● WHAT THIS TASK INVOLVES
Locate each line of the listing that contains the word "foliage", and copy every such line.

## start TASK MATERIAL

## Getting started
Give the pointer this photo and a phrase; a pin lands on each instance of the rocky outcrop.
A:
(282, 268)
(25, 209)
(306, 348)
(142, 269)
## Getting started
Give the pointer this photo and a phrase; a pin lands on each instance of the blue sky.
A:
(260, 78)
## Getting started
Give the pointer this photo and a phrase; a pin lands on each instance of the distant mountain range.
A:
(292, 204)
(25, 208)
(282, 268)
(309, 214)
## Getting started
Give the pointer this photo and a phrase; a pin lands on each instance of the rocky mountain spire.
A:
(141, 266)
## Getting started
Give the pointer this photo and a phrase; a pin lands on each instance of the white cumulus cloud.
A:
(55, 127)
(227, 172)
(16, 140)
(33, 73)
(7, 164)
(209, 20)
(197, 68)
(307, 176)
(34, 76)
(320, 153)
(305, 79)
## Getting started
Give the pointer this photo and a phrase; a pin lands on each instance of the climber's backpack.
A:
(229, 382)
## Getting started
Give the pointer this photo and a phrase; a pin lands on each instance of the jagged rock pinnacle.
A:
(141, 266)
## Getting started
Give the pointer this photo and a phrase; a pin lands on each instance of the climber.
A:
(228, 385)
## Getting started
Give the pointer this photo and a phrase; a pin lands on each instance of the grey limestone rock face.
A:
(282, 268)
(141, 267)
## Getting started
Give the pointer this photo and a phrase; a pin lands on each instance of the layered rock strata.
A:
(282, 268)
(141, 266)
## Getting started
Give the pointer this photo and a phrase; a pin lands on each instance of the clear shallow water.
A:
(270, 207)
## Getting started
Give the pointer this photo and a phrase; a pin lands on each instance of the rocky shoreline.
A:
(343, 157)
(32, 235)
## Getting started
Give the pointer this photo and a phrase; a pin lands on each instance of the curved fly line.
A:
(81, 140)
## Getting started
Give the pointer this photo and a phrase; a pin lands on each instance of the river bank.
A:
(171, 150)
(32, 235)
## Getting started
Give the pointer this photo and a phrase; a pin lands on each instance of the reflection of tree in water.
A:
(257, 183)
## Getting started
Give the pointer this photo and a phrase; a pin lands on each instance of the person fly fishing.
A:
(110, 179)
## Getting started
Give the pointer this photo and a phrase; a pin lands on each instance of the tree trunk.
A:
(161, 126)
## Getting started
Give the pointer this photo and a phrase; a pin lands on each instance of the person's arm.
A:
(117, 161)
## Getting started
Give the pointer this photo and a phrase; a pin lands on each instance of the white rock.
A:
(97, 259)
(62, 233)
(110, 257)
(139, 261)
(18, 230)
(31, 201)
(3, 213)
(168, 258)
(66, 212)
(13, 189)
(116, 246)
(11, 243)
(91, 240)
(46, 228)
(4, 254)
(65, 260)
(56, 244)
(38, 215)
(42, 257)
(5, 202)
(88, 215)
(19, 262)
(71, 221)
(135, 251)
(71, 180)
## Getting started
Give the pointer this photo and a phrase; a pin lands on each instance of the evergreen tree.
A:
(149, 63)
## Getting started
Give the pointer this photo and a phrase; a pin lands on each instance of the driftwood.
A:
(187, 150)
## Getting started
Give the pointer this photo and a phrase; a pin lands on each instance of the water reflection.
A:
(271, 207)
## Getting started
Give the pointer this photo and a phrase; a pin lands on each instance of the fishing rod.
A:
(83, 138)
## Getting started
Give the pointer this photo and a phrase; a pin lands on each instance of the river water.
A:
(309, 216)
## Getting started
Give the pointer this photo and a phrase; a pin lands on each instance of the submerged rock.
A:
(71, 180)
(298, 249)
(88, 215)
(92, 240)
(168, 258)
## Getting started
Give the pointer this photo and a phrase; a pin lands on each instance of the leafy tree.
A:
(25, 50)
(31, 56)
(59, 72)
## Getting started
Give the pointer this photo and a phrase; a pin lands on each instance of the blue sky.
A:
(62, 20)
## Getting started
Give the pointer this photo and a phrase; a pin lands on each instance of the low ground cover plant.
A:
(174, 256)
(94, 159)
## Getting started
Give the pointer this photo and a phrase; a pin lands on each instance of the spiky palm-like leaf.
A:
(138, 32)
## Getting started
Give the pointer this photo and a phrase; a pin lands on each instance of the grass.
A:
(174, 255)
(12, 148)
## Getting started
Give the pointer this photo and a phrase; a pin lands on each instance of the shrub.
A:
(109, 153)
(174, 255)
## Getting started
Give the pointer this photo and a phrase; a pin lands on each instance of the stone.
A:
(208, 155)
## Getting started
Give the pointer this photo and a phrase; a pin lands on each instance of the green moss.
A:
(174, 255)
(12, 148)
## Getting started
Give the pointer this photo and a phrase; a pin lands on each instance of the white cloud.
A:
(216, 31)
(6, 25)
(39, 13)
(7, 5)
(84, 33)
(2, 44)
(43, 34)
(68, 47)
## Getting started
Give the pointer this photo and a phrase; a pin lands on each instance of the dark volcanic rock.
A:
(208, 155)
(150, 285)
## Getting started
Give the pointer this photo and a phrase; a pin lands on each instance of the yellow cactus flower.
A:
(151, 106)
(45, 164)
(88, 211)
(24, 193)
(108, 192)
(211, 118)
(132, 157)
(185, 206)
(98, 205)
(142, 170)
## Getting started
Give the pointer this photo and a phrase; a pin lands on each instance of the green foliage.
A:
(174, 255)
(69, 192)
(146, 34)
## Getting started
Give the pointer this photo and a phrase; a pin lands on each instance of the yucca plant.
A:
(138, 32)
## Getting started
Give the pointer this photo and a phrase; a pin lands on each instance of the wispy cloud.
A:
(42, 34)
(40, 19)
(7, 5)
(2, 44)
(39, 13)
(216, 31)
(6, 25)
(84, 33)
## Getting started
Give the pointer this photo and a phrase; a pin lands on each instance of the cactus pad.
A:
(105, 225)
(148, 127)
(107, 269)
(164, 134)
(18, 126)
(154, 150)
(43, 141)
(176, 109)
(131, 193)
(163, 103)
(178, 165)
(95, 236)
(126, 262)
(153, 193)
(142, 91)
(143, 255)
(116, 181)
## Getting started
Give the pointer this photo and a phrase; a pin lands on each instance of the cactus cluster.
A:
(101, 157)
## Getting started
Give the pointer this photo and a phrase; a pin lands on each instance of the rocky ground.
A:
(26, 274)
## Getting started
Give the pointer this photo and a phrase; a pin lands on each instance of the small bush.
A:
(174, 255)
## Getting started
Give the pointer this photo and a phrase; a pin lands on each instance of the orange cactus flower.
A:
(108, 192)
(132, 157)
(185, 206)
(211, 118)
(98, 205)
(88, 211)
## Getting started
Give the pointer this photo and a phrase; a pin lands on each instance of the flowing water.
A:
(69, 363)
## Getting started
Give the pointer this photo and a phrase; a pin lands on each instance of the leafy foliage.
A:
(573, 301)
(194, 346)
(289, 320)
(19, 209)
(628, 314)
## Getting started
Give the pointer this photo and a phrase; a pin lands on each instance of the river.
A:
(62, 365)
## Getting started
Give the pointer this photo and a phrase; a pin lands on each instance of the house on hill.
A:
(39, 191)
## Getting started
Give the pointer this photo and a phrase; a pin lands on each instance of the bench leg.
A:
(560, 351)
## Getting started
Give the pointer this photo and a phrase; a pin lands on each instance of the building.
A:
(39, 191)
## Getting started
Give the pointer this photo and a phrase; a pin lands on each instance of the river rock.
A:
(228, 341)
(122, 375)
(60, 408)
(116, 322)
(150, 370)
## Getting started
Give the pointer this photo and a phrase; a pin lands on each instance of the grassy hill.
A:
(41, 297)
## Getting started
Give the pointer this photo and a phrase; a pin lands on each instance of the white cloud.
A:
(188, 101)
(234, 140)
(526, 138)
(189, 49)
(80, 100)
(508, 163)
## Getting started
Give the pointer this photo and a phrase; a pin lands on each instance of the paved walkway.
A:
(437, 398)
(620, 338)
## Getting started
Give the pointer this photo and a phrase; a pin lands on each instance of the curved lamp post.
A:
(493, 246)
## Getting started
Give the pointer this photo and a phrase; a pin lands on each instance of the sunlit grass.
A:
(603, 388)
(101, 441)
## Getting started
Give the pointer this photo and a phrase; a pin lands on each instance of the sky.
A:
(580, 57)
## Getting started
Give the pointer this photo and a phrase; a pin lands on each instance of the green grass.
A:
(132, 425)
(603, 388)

## end TASK MATERIAL

● COMPLETE OUTPUT
Give the pointer this photo and a phrase; a pin lands on each instance of the green foliage.
Give the pointer this photo and a phrase; a pin lands on each instance of the leafy foliage.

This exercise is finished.